Objective 1.
Answer these three questions about the book listing:
(a) Which publisher is listed?
(b) In what format is the book listed?
(c) According to the passage, what did some forest residents use the peasant image to sell?
Objective 2. Which lines of the records contain the word "hooded"? Return each of them.

Given text.
Foresters, Borders, and Bark Beetles by Eunice Blavascunas

Foresters, Borders, and Bark Beetles by Eunice Blavascunas

Author:Eunice Blavascunas [Blavascunas, Eunice]
Language: eng
Format: epub
Tags: Political Science, Public Policy, Environmental Policy, Social Science, Anthropology, Cultural & Social, Physical
ISBN: 9780253049605
Google: UBcGzAEACAAJ
Publisher: Indiana University Press
Published: 2020-01-15T05:27:43+00:00


Newcomers and Changing Aesthetics for the Village

Leszek worked with and against this currency of the peasant image as he networked to create himself, for it was the reminder that a large group of tiny family-farmed subsistence plots meant underdevelopment in the region. This stigma moved many forest residents to appropriate the peasant image for new goals. They used underdevelopment to develop, or they used the peasant image to sell a leisure package to newfound consumers. The future all over Poland involved rural development, just as had happened throughout Europe following World War II.

Input records.

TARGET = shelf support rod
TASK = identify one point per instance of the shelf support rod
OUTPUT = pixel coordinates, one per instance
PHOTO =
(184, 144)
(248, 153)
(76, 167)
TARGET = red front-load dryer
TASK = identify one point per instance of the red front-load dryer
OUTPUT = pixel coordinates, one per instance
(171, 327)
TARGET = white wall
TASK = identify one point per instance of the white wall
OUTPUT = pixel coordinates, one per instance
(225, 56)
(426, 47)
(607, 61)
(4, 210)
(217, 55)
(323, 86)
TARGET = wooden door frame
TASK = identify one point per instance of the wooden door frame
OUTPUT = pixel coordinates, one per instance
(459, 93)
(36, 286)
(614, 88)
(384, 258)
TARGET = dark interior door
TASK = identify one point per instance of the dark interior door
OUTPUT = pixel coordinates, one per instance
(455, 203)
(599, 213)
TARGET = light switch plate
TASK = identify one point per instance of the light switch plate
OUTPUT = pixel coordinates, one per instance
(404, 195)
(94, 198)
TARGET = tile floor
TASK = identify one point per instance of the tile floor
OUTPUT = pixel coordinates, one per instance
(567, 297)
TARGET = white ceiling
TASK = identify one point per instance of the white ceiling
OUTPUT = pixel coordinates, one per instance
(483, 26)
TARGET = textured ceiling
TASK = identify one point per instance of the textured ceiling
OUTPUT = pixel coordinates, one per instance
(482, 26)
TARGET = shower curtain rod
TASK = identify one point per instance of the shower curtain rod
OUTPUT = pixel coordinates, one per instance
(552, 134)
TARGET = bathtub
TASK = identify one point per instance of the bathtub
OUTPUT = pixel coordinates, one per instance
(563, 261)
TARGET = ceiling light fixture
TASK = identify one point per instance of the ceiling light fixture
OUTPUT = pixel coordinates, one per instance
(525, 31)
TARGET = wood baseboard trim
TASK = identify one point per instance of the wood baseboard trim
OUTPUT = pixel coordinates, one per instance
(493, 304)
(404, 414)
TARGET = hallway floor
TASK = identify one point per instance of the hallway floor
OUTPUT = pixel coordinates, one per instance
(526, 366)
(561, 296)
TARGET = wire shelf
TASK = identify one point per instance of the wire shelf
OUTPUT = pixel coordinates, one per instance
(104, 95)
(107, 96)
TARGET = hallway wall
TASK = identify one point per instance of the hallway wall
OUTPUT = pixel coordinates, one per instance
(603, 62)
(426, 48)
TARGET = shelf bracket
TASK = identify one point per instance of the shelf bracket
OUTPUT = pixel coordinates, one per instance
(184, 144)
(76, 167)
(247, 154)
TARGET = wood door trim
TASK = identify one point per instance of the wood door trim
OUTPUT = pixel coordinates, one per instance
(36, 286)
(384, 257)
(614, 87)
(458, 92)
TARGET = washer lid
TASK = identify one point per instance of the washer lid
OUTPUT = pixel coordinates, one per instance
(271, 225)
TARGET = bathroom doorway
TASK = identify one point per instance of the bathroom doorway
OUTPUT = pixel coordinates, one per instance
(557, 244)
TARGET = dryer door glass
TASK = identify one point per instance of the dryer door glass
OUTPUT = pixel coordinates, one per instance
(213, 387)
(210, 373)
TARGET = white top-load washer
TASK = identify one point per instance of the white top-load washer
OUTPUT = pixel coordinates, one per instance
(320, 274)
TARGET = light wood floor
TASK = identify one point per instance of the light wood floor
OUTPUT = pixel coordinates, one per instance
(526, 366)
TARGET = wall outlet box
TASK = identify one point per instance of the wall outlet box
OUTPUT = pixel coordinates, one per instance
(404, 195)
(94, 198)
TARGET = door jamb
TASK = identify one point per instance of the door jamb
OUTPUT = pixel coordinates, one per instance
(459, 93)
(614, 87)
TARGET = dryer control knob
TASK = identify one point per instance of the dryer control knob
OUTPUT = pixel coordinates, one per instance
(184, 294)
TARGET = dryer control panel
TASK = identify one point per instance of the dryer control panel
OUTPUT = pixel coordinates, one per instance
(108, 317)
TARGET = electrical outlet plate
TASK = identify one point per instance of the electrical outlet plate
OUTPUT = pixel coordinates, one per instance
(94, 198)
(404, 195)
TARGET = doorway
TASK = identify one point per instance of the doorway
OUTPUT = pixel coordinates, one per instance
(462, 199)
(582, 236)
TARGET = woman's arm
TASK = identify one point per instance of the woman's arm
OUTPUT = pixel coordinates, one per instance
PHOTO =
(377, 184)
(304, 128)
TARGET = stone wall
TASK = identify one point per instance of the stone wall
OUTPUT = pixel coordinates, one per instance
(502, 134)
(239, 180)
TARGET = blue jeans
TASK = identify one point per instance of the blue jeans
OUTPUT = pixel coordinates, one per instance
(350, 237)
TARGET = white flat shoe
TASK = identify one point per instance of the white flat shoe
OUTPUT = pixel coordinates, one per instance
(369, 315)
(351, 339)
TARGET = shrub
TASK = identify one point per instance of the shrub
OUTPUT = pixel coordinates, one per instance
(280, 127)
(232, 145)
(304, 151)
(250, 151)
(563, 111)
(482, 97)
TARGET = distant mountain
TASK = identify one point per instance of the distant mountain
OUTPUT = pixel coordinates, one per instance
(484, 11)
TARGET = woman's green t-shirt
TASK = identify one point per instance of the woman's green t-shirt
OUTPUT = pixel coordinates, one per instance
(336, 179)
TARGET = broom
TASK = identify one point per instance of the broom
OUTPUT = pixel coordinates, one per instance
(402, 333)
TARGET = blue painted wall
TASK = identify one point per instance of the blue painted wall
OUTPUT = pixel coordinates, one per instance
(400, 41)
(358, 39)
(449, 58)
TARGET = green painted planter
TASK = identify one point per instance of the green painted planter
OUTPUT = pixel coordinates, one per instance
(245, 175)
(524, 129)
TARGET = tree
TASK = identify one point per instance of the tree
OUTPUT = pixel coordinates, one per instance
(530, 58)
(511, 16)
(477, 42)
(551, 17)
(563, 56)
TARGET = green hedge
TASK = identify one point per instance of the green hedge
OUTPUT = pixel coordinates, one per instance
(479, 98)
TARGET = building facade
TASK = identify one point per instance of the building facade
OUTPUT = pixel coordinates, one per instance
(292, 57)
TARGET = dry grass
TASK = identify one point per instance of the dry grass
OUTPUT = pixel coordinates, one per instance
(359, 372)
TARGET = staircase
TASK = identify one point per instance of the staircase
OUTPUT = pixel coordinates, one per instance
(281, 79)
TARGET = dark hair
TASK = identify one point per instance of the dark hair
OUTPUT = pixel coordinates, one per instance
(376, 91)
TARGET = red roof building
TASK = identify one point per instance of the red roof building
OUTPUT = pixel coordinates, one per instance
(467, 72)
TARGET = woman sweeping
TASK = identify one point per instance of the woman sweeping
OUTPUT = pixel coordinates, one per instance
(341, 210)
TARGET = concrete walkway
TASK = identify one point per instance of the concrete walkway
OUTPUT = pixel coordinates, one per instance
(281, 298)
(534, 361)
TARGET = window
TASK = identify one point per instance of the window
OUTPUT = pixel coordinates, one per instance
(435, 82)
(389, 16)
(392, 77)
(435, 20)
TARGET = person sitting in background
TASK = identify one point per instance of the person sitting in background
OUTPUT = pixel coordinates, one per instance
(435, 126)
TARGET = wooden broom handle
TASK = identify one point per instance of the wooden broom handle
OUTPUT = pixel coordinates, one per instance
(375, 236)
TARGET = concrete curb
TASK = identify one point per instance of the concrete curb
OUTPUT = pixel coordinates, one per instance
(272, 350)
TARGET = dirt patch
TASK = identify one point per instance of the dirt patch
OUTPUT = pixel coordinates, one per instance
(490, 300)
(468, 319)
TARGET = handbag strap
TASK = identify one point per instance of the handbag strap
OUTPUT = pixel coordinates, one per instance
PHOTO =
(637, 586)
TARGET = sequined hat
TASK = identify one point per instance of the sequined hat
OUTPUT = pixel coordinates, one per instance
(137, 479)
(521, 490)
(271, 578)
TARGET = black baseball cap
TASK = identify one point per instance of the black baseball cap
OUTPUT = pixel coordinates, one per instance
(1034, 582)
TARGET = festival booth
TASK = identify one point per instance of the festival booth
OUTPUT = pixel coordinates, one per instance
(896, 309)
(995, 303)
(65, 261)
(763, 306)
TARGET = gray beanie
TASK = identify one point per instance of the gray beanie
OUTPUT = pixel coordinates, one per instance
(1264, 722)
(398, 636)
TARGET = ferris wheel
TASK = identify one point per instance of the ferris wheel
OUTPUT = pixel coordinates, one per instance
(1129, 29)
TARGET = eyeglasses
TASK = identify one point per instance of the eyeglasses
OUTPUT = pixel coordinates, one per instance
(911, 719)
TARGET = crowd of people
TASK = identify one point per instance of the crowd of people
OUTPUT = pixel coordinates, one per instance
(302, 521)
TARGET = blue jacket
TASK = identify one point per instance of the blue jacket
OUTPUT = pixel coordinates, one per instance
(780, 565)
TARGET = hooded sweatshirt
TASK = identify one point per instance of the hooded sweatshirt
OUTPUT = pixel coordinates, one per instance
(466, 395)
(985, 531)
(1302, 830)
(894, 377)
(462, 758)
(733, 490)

Complete output 1.
(a) Indiana University Press
(b) epub
(c) A leisure package to newfound consumers

Complete output 2.
TARGET = hooded sweatshirt
TASK = identify one point per instance of the hooded sweatshirt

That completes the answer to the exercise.